▸ **Extract**
=== Begin Enclosure ===

Consolidation played the role of the determinant mean to overcome particularism as the characteristic feature of medieval society and signed the general trend towards «national» unity. The author argues that the most significant factors of this process are the following: potential of small production realized by the owner of the instruments of labor; division of social labor which multiplied social relations and enlarged the sphere of their activities (overcoming the limits of patrimonial estate, town, province); overcoming the personal aspect in social relations and in the interconnections between power and society; leveling (within the frames of the state) the social status of peasants and townspeople; growth of their social activity (self-organization of corporations and estates); social dynamics; estates representation as a prehistory of civil society; formation of the institute of citizenship as representation of gradual overcoming of polycentricism.
Noted organizational and often initiative role of supreme power and state institutions in the emergence of ethno-national and – further – «national» states, the author underlines the importance of society as the source of strength or weakness of political factor.
I.II. MEDIEVAL STUDIES AND NATIONAL QUESTION (ON INDEFINITE DEFINITIONS)

=== End Enclosure ===

Stored records
=== Begin Enclosure ===

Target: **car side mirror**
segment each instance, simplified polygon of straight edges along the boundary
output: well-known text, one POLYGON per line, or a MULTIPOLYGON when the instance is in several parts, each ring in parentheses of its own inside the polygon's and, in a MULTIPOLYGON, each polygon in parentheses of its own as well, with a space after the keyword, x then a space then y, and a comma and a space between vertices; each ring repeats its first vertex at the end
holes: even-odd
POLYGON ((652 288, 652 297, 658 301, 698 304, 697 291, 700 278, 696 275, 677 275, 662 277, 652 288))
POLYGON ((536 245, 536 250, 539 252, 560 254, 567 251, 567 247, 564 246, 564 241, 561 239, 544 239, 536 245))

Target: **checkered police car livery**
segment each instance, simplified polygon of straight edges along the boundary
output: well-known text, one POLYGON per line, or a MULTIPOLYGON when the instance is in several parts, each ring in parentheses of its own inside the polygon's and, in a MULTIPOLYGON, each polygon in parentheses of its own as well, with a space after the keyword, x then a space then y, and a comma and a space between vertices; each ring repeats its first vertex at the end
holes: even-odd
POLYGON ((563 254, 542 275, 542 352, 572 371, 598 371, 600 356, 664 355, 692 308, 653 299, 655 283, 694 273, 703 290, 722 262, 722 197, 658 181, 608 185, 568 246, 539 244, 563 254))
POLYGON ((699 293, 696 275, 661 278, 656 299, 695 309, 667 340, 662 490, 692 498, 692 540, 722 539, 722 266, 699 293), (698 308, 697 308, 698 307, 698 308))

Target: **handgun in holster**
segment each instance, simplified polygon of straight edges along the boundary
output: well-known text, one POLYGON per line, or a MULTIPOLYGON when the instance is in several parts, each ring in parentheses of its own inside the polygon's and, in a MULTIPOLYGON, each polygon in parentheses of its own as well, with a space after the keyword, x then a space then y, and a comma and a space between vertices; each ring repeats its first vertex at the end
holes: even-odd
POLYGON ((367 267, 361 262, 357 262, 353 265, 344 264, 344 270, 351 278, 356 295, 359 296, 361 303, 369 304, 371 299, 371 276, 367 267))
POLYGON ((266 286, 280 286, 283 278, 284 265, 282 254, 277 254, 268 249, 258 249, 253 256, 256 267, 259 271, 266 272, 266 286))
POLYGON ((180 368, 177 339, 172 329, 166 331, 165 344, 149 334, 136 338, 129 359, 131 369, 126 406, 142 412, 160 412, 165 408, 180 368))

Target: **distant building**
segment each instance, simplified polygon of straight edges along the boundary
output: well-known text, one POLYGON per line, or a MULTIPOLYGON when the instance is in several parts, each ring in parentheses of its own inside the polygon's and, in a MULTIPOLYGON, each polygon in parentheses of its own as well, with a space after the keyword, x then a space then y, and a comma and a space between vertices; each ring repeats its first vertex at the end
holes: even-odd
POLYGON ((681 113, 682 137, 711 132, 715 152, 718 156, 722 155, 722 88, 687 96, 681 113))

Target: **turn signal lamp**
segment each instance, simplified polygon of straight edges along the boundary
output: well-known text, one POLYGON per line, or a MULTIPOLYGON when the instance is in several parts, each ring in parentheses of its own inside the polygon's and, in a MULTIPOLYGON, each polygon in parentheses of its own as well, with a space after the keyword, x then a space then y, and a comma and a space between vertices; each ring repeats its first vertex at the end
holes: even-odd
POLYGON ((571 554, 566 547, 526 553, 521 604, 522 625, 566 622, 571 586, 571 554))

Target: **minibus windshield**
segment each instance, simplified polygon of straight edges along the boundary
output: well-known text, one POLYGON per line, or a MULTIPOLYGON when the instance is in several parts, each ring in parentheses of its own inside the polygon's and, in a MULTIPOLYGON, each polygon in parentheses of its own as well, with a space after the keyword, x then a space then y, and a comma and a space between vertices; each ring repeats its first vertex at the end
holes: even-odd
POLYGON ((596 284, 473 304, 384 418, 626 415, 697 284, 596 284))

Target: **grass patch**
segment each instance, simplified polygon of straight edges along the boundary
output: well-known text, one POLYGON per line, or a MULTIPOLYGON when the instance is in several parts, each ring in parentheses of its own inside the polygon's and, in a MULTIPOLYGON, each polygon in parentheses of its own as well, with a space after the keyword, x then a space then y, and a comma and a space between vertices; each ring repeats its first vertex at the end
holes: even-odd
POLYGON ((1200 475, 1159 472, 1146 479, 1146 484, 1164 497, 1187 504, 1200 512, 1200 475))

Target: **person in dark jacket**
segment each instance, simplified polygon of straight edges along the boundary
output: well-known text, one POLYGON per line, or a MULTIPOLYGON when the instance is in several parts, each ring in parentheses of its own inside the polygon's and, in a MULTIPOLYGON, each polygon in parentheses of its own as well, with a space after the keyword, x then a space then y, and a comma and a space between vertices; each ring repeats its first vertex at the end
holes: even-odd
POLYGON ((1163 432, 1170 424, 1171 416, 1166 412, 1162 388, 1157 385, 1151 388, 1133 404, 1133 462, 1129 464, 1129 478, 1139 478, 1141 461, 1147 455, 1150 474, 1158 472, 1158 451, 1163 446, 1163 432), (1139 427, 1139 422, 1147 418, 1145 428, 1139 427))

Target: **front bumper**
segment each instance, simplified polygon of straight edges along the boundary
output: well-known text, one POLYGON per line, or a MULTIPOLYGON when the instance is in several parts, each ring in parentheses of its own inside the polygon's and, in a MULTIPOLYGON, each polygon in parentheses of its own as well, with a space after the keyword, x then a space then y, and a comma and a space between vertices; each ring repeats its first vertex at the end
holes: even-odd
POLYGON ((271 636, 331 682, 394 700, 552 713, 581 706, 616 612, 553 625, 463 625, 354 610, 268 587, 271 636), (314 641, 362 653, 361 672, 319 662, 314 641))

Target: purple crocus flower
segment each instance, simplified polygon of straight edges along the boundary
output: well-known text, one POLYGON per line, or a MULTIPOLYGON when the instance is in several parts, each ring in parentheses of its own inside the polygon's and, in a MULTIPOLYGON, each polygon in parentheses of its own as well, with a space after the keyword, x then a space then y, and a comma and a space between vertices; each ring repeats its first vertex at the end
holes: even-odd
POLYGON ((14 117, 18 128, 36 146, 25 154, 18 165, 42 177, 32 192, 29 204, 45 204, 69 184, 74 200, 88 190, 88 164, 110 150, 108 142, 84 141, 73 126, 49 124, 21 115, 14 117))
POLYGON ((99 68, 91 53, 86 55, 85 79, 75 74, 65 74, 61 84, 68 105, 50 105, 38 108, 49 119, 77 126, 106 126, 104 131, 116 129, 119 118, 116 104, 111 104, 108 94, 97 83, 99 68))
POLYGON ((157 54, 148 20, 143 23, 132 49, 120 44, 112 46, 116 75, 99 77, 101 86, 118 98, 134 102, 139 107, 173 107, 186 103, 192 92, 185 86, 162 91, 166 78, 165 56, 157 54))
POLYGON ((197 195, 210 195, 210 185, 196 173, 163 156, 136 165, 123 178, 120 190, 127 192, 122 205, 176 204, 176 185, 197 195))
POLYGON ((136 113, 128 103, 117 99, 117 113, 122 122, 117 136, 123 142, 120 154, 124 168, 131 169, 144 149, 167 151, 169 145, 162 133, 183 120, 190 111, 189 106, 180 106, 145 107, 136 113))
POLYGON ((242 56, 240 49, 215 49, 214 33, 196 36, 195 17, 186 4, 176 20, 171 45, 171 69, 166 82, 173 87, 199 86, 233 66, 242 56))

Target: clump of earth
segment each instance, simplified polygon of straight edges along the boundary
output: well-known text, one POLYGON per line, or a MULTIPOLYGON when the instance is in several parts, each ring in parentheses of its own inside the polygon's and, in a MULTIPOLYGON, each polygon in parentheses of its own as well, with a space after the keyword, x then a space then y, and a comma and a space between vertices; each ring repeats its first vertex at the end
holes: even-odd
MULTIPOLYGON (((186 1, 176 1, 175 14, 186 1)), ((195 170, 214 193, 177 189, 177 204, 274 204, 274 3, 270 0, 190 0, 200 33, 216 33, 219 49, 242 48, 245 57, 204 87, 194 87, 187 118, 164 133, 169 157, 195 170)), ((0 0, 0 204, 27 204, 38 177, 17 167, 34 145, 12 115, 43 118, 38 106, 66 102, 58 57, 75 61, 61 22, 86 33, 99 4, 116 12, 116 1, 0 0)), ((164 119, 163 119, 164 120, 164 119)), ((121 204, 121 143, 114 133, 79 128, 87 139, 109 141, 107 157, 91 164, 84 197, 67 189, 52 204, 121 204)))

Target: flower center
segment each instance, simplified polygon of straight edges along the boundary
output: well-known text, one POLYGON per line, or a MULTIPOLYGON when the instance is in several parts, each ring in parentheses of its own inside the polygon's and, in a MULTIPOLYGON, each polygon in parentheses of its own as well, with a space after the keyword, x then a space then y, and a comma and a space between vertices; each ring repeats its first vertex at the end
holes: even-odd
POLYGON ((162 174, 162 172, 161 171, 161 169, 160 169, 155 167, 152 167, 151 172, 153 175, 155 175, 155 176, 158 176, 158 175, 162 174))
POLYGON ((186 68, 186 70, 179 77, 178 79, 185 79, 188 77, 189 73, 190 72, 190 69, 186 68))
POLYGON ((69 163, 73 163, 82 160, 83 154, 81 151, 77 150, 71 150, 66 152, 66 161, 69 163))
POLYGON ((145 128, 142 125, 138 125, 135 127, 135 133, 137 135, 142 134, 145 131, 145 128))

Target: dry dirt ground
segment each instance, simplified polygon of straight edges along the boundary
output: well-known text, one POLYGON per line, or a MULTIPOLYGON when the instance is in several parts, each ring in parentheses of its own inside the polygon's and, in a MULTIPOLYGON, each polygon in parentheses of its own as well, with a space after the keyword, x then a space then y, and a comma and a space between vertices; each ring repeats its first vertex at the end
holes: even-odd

=== End Enclosure ===

Reproduce the passage on medieval consolidation above, word for word, between "Noted organizational and" and "of political factor.", inclusive.

Noted organizational and often initiative role of supreme power and state institutions in the emergence of ethno-national and – further – «national» states, the author underlines the importance of society as the source of strength or weakness of political factor.